* Task prompt:
Word for word, print all of the lines below.

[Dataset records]
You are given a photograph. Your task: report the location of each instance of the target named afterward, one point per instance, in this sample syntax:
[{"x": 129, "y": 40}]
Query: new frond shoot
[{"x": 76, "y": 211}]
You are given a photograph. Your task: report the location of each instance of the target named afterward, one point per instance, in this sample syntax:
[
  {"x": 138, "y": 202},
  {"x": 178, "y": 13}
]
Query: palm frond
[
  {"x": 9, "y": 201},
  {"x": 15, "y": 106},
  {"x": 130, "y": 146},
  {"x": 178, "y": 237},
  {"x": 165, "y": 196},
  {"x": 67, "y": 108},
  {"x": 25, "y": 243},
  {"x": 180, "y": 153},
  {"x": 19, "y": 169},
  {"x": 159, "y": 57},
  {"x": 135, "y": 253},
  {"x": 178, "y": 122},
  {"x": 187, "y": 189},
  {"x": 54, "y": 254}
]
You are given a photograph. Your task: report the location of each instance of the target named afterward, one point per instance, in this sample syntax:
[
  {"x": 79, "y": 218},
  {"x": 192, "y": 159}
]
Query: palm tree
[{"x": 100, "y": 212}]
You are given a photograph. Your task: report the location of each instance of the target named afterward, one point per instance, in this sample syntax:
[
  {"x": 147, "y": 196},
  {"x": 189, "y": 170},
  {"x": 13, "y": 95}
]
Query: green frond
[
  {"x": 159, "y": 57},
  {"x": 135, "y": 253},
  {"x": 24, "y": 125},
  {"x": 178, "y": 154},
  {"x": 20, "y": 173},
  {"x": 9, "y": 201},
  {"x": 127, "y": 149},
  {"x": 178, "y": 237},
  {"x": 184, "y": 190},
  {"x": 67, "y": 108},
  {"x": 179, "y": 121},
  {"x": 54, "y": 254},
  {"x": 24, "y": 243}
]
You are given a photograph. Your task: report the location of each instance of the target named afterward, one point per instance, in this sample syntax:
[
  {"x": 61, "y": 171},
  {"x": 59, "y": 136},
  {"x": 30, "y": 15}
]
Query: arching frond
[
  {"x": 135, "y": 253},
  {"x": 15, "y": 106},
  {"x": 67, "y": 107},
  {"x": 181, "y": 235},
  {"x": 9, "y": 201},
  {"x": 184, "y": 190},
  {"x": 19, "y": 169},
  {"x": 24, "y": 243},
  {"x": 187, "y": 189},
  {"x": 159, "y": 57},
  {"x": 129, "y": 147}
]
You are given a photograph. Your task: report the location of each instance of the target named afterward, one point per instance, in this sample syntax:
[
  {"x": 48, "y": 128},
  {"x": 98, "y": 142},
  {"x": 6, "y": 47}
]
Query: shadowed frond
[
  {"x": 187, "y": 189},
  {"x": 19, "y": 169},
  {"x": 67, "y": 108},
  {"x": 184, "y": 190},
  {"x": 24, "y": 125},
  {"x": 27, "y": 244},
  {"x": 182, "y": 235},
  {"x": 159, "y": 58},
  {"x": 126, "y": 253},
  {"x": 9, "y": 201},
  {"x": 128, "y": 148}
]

* Response for this exercise:
You are given a photograph. Your task: report the location of each instance of the target named afterward, one point per instance, in this sample syntax:
[{"x": 129, "y": 40}]
Query: new frond shoot
[{"x": 76, "y": 211}]
You are given a photograph. Your task: report the location of each instance of the target named afterward, one point per instance, in this sample syntax:
[
  {"x": 138, "y": 202},
  {"x": 178, "y": 13}
]
Query: palm frond
[
  {"x": 9, "y": 201},
  {"x": 15, "y": 106},
  {"x": 130, "y": 146},
  {"x": 178, "y": 237},
  {"x": 165, "y": 196},
  {"x": 67, "y": 108},
  {"x": 25, "y": 243},
  {"x": 180, "y": 153},
  {"x": 19, "y": 169},
  {"x": 159, "y": 57},
  {"x": 135, "y": 253},
  {"x": 178, "y": 122},
  {"x": 187, "y": 189},
  {"x": 54, "y": 254}
]
You are given a photograph. Your task: report the location of each instance of the target named afterward, one point per instance, in this sample syntax:
[
  {"x": 79, "y": 218},
  {"x": 192, "y": 159}
]
Query: palm tree
[{"x": 100, "y": 212}]
You are given a photograph. Your task: report the location of each instance of the target named afterward, one point per instance, in this sample syntax:
[
  {"x": 147, "y": 196},
  {"x": 189, "y": 170},
  {"x": 13, "y": 95}
]
Query: green frond
[
  {"x": 159, "y": 57},
  {"x": 135, "y": 253},
  {"x": 24, "y": 125},
  {"x": 178, "y": 154},
  {"x": 20, "y": 173},
  {"x": 9, "y": 201},
  {"x": 127, "y": 149},
  {"x": 178, "y": 237},
  {"x": 184, "y": 190},
  {"x": 67, "y": 108},
  {"x": 179, "y": 121},
  {"x": 54, "y": 254},
  {"x": 24, "y": 243}
]
You are given a photograph. Your task: report the location of each instance of the target named afterward, one point per instance, in this sample syntax:
[
  {"x": 61, "y": 171},
  {"x": 59, "y": 136},
  {"x": 30, "y": 15}
]
Query: arching frond
[
  {"x": 135, "y": 253},
  {"x": 15, "y": 106},
  {"x": 67, "y": 107},
  {"x": 181, "y": 235},
  {"x": 9, "y": 201},
  {"x": 184, "y": 190},
  {"x": 19, "y": 169},
  {"x": 24, "y": 243},
  {"x": 187, "y": 189},
  {"x": 159, "y": 57},
  {"x": 129, "y": 147}
]
You are given a photograph. Your task: report the location of each instance of the target named afterward, one point per instance, in this sample syntax:
[
  {"x": 48, "y": 128},
  {"x": 98, "y": 142},
  {"x": 6, "y": 47}
]
Query: shadowed frond
[
  {"x": 187, "y": 189},
  {"x": 19, "y": 169},
  {"x": 67, "y": 108},
  {"x": 184, "y": 190},
  {"x": 24, "y": 125},
  {"x": 27, "y": 244},
  {"x": 182, "y": 235},
  {"x": 159, "y": 58},
  {"x": 126, "y": 253},
  {"x": 9, "y": 201},
  {"x": 128, "y": 148}
]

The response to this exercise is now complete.